TEXT PROVIDED →
★ ★ ★ ★ ★ ★ ★
But we can't combine two of the same actions if the aren't done one after the other. We can't take $x$; multiply by $2$ to get $2x$; add $1$ to get $2x+1$; and then divide by $2$ to get $\frac {2x+1}2$ and expect the dividing by $2$ to cancel the multiplying by $2$. It doesn't work because the multiplication and division aren't done one after the other. There is an "and we add $1$" in between. So $\frac {2x + 1}2 \ne x+1$.

It might be worth noting the same would be true if we added $1$ first and then multiplied by $2$. We couldn't then subtract $1$ and cancel the adding $1$. That wouldn't work because we had an "and then we multiply by $2$" in between. So $2(x+1) - 1 \ne 2x $.

......

Okay. So why can we do something like $(2x + 1)\cdot \frac 12 = 2\cdot \frac 12 x + 1\cdot \frac 12 = x + \frac 12$?
★ ★ ★ ★ ★ ★ ★
PROVIDED DATA →
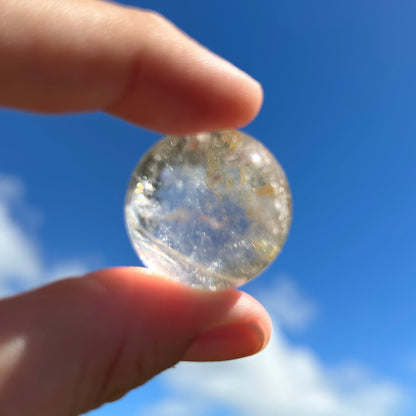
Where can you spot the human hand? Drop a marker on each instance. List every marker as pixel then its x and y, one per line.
★ ★ ★ ★ ★ ★ ★
WHAT IS ASKED →
A – Answer these questions from the passage on combining arithmetic operations, giving each answer on its own line and marking it like its question.
(i) In the first example, what step comes between multiplying by $2$ and dividing by $2$?
(ii) In the second example, which operation is carried out before multiplying by $2$?
(iii) In the final question, what does $(2x + 1)\cdot \frac 12$ come out to?
B – Rewrite the passage on combining arithmetic operations, starting with "But we can't" and going on through "x + \frac 12$?", putting "undo" wherever "cancel" appears.

THE ANSWERS →
A –
(i) Adding $1$.
(ii) Adding $1$.
(iii) $x + \frac 12$.

B –
But we can't combine two of the same actions if the aren't done one after the other. We can't take $x$; multiply by $2$ to get $2x$; add $1$ to get $2x+1$; and then divide by $2$ to get $\frac {2x+1}2$ and expect the dividing by $2$ to undo the multiplying by $2$. It doesn't work because the multiplication and division aren't done one after the other. There is an "and we add $1$" in between. So $\frac {2x + 1}2 \ne x+1$.

It might be worth noting the same would be true if we added $1$ first and then multiplied by $2$. We couldn't then subtract $1$ and undo the adding $1$. That wouldn't work because we had an "and then we multiply by $2$" in between. So $2(x+1) - 1 \ne 2x $.

......

Okay. So why can we do something like $(2x + 1)\cdot \frac 12 = 2\cdot \frac 12 x + 1\cdot \frac 12 = x + \frac 12$?